■ Your objective
Start to finish, the listing must be rewritten exactly.

■ Exercise data

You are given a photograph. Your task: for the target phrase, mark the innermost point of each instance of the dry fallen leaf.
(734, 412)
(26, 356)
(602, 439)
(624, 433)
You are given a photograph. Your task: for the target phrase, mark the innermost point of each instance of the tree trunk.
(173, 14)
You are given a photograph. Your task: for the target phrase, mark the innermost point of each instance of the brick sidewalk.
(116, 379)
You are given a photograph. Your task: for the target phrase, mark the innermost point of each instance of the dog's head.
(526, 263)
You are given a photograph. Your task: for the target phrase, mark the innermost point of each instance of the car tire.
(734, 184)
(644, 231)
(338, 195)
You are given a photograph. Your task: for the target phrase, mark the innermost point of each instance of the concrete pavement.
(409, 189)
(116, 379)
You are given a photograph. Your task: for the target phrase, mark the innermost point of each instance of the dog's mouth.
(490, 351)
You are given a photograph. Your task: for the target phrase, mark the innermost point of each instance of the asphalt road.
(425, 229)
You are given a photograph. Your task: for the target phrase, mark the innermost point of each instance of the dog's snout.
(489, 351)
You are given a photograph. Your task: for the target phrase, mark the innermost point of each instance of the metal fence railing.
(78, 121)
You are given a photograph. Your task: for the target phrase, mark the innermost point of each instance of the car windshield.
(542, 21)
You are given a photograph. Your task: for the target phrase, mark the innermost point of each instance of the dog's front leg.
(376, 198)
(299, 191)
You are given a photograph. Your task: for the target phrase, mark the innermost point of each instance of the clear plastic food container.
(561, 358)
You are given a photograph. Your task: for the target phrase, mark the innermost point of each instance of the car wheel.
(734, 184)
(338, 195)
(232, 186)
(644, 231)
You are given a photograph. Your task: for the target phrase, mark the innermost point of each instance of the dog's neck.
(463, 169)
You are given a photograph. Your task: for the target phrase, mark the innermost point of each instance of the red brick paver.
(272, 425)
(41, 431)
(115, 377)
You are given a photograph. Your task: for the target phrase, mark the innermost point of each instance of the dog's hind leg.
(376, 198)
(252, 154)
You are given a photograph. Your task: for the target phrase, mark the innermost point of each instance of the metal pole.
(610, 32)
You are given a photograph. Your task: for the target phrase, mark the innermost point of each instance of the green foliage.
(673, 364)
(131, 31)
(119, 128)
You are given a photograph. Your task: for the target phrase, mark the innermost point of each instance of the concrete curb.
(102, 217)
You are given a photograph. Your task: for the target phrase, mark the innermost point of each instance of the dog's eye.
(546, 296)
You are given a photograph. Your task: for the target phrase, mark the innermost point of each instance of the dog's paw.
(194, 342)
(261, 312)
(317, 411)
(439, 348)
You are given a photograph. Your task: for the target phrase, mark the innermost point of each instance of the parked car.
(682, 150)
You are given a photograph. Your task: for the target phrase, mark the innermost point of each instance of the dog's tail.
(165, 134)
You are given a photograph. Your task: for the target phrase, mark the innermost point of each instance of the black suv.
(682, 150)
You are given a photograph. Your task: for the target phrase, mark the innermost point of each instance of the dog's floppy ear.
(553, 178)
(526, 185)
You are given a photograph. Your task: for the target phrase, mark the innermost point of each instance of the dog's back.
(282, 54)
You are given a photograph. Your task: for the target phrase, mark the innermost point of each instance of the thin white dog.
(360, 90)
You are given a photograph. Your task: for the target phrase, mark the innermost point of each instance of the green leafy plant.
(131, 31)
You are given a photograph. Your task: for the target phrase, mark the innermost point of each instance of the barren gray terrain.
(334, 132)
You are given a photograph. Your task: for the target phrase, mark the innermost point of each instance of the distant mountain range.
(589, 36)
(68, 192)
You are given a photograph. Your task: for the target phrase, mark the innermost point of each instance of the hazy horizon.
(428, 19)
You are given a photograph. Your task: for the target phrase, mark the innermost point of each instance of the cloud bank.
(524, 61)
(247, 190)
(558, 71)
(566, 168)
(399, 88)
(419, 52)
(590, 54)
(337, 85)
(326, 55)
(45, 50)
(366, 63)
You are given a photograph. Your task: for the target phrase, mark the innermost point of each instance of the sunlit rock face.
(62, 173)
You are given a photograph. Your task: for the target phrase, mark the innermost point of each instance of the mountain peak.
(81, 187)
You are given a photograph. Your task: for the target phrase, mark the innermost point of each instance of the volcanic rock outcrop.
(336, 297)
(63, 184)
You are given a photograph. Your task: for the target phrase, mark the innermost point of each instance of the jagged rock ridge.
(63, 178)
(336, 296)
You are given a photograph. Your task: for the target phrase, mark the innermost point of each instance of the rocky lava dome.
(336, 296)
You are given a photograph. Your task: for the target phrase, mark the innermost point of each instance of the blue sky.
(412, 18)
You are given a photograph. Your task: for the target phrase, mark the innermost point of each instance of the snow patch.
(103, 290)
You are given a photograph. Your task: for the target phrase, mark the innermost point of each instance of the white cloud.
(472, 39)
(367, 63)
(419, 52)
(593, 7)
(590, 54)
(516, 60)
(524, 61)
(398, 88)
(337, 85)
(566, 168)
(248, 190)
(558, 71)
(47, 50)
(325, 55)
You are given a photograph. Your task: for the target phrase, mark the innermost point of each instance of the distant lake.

■ Exercise result
You are given a photograph. Your task: for the target phrase, mark the innermost point of each instance of the dry fallen leaf.
(734, 412)
(26, 356)
(602, 439)
(624, 433)
You are given a photograph. Your task: for the target phrase, mark the innermost point of each instance of the tree trunk.
(173, 14)
You are given a photograph. Your task: for the target phrase, mark the innermost point of each instance of the brick sidewalk.
(116, 379)
You are given a photograph. Your task: for the target phrase, mark the innermost point of each instance of the dog's head.
(526, 263)
You are given a photograph. Your task: for the target phrase, mark the innermost point of each instance of the car tire.
(734, 184)
(644, 231)
(338, 195)
You are given a photograph. Your task: for the target phrase, mark the innermost point of each instance of the concrete pavement.
(409, 189)
(116, 379)
You are given a photograph. Your task: for the target phrase, mark the innermost point of each instance of the dog's mouth.
(490, 351)
You are given a photograph. Your task: for the target phrase, mark the innermost point of each instance of the asphalt road.
(425, 229)
You are given a photograph. Your task: for the target phrase, mark the innermost point of each instance of the dog's snout.
(489, 351)
You are given a photograph. Your task: for the target phrase, mark the innermost point of each instance of the metal fence railing.
(78, 121)
You are given a photograph. Your task: for the target phrase, mark the innermost point of each instance of the car windshield.
(542, 21)
You are given a photograph. Your task: for the target phrase, mark the innermost point of each instance of the dog's front leg.
(376, 198)
(299, 191)
You are given a photograph. Your task: for the target phrase, mark the innermost point of each instance of the clear plastic food container.
(561, 358)
You are given a photograph. Your task: for the target phrase, mark the innermost point of each instance of the car wheel.
(734, 184)
(338, 195)
(232, 186)
(644, 231)
You are given a photograph. Your task: for the target phrase, mark the innermost point of each instance of the dog's neck.
(463, 169)
You are given a photograph. Your task: for the target phrase, mark the innermost point of each instance of the red brick paver.
(272, 425)
(41, 431)
(115, 377)
You are given a photograph. Your task: for the target phrase, mark the innermost point of each instance of the dog's hind leg.
(376, 198)
(252, 154)
You are given a photograph. Your task: for the target phrase, mark the innermost point of each instance of the metal pole.
(610, 32)
You are given a photograph. Your task: for the target phrase, mark the innermost point of each instance of the green foliage.
(673, 364)
(131, 31)
(119, 128)
You are given a photograph. Your task: for the target phrase, mark the innermost point of each instance of the concrete curb.
(102, 217)
You are given a photograph. Your task: for the target phrase, mark the innermost point of each instance of the dog's eye.
(546, 296)
You are given a photograph. Your task: for the target phrase, mark the innermost point of each instance of the dog's paw.
(194, 342)
(261, 312)
(317, 411)
(439, 348)
You are given a photograph. Your task: for the target phrase, mark the innermost point of each instance of the parked car.
(682, 150)
You are given a photograph. Your task: for the target phrase, mark the innermost point of each instance of the dog's tail.
(165, 134)
You are given a photograph. Your task: for the target phrase, mark the innermost point of each instance of the black suv.
(682, 150)
You are given a photograph. Your task: for the target phrase, mark the innermost point of each instance of the dog's floppy ear.
(553, 178)
(526, 185)
You are given a photograph. Your task: for the target phrase, mark the innermost point of each instance of the dog's back.
(282, 54)
You are given a photograph. Your task: for the target phrase, mark the innermost point of each instance of the thin white dog.
(360, 90)
You are given a photograph. Your task: for the target phrase, mark the innermost point of each instance of the green leafy plant.
(131, 31)
You are given a photograph. Your task: for the target phrase, mark the innermost point of each instance of the barren gray terrain.
(334, 132)
You are given a photograph. Your task: for the target phrase, mark the innermost point of each instance of the distant mountain range.
(589, 36)
(68, 192)
You are given a photograph. Your task: for the target phrase, mark the innermost point of each instance of the hazy horizon.
(428, 19)
You are given a photograph. Your task: for the target phrase, mark the innermost point of each instance of the cloud bank.
(524, 61)
(247, 190)
(558, 71)
(566, 168)
(399, 88)
(419, 52)
(590, 54)
(337, 85)
(326, 55)
(45, 50)
(366, 63)
You are given a photograph. Your task: for the target phrase, mark the innermost point of each instance of the sunlit rock face.
(62, 173)
You are given a photograph. Your task: for the target phrase, mark the innermost point of each instance of the mountain peak.
(81, 187)
You are given a photograph. Your task: for the target phrase, mark the innermost point of each instance of the volcanic rock outcrop.
(336, 297)
(63, 184)
You are given a photograph. Your task: for the target phrase, mark the innermost point of each instance of the jagged rock ridge.
(63, 178)
(336, 296)
You are given a photograph. Your task: for the target phrase, mark the innermost point of each instance of the rocky lava dome.
(336, 296)
You are given a photograph. Your task: for the target phrase, mark the innermost point of each instance of the blue sky.
(412, 18)
You are given a photograph. Your task: for the target phrase, mark the innermost point of each instance of the snow patch.
(103, 290)
You are given a photograph. Your task: for the target phrase, mark the innermost point of each instance of the white cloud.
(472, 39)
(367, 63)
(419, 52)
(593, 7)
(590, 54)
(516, 60)
(524, 61)
(398, 88)
(337, 85)
(566, 168)
(248, 190)
(558, 71)
(47, 50)
(325, 55)
You are given a photograph. Your task: for the target phrase, mark the innermost point of each instance of the distant lake.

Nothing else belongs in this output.